(Dataset begins)

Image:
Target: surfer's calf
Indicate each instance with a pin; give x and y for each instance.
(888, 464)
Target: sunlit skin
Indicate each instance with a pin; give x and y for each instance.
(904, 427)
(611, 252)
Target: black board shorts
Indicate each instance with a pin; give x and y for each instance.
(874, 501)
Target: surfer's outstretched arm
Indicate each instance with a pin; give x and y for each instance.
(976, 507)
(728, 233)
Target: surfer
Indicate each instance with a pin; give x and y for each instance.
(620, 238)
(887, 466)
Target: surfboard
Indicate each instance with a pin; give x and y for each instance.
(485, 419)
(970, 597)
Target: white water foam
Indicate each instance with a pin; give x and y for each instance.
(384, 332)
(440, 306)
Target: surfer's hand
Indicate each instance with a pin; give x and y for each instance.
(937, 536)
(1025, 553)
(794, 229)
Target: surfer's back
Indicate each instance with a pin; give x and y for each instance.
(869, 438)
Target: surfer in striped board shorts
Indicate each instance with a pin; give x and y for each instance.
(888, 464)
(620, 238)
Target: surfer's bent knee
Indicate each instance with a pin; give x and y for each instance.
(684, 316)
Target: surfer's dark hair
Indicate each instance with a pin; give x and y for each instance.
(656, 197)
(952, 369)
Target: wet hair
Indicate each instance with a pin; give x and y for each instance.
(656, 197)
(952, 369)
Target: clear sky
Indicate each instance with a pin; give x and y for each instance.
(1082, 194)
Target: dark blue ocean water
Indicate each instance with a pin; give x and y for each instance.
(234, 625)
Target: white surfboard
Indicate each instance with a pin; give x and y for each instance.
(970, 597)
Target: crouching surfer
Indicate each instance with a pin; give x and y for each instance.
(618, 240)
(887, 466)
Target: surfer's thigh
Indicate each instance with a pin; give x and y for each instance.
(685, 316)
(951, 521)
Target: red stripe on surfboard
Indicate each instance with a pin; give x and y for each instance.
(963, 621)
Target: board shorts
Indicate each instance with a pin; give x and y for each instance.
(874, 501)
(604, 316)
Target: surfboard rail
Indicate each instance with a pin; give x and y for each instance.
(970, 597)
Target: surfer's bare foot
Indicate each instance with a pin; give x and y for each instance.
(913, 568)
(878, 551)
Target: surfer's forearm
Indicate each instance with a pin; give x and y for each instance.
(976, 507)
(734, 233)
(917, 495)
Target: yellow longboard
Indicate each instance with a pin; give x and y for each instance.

(Dataset ends)

To do
Show me all lines in the records that contain "hair".

Result for this exercise
Target: surfer's dark hair
Target: wet hair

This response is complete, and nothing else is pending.